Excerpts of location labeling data
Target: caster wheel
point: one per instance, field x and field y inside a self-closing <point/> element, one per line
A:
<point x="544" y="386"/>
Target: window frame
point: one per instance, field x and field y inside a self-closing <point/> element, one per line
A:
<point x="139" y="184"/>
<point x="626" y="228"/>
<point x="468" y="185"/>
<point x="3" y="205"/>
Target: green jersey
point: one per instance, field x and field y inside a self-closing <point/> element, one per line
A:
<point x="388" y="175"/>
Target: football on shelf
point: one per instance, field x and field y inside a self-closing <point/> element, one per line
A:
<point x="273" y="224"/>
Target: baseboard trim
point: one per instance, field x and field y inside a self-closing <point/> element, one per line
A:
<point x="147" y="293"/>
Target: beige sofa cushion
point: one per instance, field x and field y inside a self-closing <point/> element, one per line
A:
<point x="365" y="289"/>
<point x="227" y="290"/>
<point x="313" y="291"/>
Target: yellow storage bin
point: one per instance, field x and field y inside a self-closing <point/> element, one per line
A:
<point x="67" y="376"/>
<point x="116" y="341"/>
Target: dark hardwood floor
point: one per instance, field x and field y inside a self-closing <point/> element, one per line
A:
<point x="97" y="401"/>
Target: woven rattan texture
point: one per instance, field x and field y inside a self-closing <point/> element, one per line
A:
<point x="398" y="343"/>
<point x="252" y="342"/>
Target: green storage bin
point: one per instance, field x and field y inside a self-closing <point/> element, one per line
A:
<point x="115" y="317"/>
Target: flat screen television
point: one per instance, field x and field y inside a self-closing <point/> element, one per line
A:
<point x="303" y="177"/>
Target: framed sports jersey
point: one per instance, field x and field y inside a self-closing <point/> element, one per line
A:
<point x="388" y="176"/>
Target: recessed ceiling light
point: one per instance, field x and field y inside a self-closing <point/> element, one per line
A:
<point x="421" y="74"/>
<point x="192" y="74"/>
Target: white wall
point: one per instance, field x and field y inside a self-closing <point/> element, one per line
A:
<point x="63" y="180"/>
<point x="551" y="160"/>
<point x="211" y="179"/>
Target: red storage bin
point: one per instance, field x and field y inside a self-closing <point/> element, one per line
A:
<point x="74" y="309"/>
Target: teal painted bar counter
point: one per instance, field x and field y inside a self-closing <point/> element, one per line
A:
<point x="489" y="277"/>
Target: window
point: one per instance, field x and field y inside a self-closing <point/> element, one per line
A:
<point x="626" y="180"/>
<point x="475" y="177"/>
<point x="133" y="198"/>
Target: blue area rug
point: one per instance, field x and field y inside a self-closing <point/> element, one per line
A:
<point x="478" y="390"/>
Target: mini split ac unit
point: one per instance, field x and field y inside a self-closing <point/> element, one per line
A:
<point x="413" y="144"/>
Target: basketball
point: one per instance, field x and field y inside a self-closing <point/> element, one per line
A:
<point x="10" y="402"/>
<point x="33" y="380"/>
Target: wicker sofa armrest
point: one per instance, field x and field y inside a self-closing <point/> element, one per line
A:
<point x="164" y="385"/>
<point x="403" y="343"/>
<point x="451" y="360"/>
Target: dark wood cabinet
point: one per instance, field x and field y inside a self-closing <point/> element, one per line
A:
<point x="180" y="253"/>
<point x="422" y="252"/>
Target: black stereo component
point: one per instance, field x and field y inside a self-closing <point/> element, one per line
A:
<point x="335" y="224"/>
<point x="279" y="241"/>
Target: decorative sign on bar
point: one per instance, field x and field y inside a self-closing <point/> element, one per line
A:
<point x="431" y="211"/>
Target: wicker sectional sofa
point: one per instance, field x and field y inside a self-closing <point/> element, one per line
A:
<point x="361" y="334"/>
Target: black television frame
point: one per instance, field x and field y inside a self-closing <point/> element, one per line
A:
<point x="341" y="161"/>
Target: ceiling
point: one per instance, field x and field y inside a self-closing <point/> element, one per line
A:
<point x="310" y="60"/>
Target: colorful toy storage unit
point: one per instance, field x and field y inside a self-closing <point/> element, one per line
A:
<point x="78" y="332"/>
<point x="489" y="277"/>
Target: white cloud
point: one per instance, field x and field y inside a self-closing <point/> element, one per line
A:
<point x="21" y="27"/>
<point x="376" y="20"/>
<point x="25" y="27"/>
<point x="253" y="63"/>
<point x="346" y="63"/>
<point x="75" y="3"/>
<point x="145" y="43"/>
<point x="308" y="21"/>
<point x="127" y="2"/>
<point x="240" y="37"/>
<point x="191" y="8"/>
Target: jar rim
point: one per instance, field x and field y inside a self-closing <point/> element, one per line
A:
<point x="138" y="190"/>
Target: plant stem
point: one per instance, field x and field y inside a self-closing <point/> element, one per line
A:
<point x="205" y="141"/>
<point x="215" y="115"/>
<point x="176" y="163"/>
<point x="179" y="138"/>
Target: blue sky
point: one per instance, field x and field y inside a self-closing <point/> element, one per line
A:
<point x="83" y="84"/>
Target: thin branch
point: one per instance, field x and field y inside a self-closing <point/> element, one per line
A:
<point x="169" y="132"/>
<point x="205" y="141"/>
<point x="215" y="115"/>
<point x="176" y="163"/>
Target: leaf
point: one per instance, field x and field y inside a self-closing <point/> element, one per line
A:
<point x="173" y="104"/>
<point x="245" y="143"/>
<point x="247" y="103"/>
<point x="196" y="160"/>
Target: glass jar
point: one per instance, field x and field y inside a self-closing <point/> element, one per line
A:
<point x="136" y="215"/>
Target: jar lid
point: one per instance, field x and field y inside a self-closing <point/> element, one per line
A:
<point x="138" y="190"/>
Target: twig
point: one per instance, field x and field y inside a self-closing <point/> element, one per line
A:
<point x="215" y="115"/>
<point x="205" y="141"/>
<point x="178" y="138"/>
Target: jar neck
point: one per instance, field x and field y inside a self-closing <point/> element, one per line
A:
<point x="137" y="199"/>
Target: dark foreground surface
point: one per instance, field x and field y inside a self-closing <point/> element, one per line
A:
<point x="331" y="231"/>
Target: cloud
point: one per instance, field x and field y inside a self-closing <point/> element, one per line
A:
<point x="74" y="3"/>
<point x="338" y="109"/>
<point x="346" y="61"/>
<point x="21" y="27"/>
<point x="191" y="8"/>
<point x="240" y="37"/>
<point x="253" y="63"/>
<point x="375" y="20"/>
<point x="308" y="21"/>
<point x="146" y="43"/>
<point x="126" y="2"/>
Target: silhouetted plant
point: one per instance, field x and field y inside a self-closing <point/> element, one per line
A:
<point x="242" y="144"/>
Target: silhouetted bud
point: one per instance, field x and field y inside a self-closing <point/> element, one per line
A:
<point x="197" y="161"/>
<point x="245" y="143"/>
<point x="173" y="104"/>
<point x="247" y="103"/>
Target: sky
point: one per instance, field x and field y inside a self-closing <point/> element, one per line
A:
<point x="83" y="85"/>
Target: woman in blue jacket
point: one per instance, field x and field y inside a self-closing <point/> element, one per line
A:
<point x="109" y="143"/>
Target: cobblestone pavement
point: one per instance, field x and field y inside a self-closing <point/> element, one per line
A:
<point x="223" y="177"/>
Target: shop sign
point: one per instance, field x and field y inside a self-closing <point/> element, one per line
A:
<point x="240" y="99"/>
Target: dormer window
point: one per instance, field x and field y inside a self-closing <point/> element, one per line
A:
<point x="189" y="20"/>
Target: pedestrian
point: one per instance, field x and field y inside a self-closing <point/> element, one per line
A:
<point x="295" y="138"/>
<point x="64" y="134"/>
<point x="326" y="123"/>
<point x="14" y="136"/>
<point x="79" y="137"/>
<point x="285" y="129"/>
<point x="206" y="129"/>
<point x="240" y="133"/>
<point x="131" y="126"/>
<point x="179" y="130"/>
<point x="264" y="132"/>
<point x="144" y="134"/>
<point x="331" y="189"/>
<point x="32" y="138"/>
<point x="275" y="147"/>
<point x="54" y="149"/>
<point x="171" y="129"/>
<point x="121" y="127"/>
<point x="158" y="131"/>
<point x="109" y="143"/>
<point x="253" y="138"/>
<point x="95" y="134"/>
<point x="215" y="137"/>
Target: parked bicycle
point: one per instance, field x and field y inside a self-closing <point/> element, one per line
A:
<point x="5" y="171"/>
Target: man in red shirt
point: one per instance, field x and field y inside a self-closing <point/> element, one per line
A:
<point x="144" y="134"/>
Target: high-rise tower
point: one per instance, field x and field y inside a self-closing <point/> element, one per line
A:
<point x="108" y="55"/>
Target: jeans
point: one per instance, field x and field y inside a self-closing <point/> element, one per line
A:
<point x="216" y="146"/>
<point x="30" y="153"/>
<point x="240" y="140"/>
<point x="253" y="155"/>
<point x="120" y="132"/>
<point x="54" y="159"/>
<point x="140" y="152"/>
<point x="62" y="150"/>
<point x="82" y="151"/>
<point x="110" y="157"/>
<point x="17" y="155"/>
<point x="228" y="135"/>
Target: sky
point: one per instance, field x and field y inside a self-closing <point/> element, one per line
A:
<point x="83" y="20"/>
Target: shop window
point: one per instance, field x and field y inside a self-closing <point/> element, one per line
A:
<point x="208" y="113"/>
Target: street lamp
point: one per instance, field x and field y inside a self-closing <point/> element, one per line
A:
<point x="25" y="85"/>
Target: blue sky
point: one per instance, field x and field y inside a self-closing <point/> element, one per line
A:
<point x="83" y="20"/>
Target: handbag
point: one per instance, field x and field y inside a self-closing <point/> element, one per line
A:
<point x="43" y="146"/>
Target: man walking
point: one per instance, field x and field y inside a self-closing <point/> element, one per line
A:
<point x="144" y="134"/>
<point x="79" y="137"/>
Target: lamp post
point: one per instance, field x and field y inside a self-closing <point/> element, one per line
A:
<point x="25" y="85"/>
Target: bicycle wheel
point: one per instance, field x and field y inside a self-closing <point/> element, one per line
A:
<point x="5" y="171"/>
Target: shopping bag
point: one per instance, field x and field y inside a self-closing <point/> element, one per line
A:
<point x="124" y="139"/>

SET TASK:
Everything from the line containing "Target: street lamp" through the last line of the records must be given again exactly; leave out all other lines.

CORRECT ANSWER:
Target: street lamp
point: one per instance, field x and field y inside a self-closing <point/> element, one per line
A:
<point x="25" y="85"/>
Target: blue sky
point: one per instance, field x and field y inside a self-closing <point/> element, one per line
A:
<point x="83" y="20"/>
Target: handbag
point: one per instance, field x and field y inside a self-closing <point/> element, one per line
A:
<point x="43" y="146"/>
Target: man walking
point: one per instance, field x and field y inside a self-closing <point/> element, one per line
A:
<point x="144" y="134"/>
<point x="79" y="137"/>
Target: lamp post
point: one per instance, field x and field y inside a self-closing <point/> element, one per line
A:
<point x="25" y="85"/>
Target: bicycle wheel
point: one per instance, field x and field y inside a self-closing <point/> element, one per line
A:
<point x="5" y="171"/>
Target: shopping bag
point: one per instance, field x and field y inside a self-closing <point/> element, one per line
A:
<point x="124" y="139"/>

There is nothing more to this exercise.